Scan the listing below. Return every line containing the string "hoodie".
*** The data ***
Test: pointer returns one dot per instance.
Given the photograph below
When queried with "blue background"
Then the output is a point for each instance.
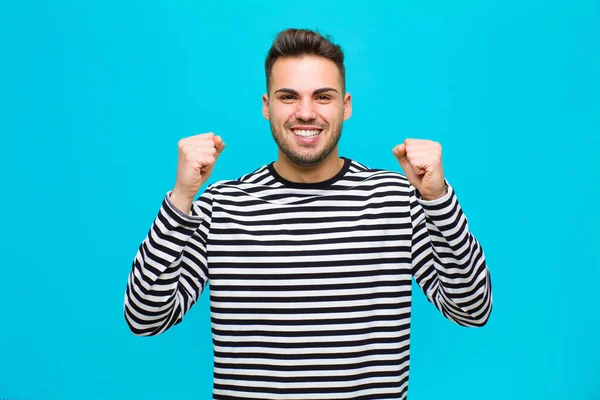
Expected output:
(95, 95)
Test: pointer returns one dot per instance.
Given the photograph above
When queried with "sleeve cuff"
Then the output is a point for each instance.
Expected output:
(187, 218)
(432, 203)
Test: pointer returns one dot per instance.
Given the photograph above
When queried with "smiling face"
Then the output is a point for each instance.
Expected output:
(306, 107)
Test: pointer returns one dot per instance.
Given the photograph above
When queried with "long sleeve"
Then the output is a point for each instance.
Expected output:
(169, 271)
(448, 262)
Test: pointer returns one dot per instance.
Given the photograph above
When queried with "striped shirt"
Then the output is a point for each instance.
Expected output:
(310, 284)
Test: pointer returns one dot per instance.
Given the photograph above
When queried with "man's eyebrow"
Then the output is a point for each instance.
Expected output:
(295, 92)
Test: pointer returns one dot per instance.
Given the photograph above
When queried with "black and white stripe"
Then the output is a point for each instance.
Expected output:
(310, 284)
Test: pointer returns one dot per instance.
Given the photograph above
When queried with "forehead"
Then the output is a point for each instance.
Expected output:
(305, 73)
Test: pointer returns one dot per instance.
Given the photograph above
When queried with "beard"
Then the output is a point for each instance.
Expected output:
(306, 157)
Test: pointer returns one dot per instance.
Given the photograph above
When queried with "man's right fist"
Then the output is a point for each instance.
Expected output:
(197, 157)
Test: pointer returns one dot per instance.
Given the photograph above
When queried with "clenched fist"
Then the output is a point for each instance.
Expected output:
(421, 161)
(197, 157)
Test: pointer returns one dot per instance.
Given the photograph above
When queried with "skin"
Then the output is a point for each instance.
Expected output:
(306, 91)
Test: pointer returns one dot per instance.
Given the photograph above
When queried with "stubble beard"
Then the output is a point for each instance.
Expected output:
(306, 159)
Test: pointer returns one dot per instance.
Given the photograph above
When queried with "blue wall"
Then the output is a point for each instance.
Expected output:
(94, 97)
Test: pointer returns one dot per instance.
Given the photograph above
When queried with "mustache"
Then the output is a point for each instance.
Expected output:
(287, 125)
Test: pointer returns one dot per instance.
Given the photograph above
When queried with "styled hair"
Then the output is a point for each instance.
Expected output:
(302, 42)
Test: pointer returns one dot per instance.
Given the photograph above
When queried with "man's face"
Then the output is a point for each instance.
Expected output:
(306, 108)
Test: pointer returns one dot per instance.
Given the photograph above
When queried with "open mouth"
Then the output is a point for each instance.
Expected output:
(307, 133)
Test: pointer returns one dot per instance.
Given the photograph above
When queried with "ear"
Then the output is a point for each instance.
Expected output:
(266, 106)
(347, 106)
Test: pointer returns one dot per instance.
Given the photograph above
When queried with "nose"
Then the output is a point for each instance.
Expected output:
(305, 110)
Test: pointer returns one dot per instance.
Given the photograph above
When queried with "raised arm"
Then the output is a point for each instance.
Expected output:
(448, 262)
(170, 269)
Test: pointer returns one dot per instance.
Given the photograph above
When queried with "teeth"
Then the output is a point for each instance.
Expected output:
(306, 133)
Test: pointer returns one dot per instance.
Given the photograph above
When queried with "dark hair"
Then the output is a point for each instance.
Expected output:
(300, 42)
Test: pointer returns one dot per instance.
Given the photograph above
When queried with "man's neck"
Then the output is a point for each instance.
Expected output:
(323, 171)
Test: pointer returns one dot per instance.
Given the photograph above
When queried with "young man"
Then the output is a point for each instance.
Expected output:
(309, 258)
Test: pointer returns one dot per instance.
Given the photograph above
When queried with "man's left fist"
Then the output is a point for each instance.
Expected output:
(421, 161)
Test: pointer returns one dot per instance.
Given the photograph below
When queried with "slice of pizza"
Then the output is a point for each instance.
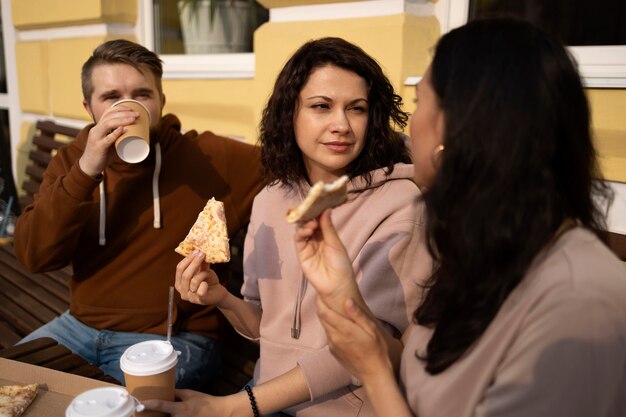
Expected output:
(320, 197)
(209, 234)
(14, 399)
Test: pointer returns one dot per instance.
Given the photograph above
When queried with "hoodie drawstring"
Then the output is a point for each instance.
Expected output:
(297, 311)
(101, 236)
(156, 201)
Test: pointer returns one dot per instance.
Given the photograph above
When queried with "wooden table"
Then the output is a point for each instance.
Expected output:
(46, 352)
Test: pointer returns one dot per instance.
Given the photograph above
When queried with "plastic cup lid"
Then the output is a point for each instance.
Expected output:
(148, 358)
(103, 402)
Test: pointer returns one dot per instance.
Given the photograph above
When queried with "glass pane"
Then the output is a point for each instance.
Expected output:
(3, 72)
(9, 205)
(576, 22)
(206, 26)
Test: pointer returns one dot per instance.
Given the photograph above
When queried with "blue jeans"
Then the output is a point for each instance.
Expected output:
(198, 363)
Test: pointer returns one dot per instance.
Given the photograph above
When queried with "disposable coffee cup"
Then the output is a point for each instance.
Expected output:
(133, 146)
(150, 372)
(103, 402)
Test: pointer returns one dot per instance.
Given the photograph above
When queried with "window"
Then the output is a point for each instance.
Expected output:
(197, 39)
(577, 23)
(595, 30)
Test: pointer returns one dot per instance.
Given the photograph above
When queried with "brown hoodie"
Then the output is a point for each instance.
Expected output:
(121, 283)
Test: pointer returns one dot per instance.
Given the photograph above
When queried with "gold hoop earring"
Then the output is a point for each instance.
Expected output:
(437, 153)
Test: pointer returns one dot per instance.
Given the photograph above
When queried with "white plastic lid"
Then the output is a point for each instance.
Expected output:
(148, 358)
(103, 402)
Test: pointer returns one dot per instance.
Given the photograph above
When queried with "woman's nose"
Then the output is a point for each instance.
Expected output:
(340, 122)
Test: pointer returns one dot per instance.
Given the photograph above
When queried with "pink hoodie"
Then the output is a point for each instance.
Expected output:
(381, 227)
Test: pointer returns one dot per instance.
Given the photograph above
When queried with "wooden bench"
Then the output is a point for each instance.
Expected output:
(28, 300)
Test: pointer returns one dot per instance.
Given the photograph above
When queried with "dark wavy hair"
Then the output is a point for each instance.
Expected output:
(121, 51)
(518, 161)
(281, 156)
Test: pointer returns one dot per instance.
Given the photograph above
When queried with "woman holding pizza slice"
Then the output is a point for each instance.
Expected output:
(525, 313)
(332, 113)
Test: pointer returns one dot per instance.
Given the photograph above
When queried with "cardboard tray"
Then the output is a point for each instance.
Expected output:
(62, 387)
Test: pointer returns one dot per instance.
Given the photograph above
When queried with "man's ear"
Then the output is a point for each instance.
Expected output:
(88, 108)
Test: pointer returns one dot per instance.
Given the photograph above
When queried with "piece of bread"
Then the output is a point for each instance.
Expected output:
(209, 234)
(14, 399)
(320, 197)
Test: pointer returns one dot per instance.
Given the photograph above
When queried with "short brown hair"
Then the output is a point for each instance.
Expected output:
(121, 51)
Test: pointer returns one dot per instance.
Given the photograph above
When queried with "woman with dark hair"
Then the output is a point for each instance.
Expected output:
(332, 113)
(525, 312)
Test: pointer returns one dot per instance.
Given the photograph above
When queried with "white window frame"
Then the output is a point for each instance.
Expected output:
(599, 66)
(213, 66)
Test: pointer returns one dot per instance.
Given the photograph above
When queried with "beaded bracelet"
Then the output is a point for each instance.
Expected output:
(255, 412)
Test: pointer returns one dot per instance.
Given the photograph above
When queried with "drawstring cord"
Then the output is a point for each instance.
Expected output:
*** End of The data ***
= Answer area =
When queried with "hoodie drawstring"
When queried with "brown hoodie"
When queried with "pink hoodie"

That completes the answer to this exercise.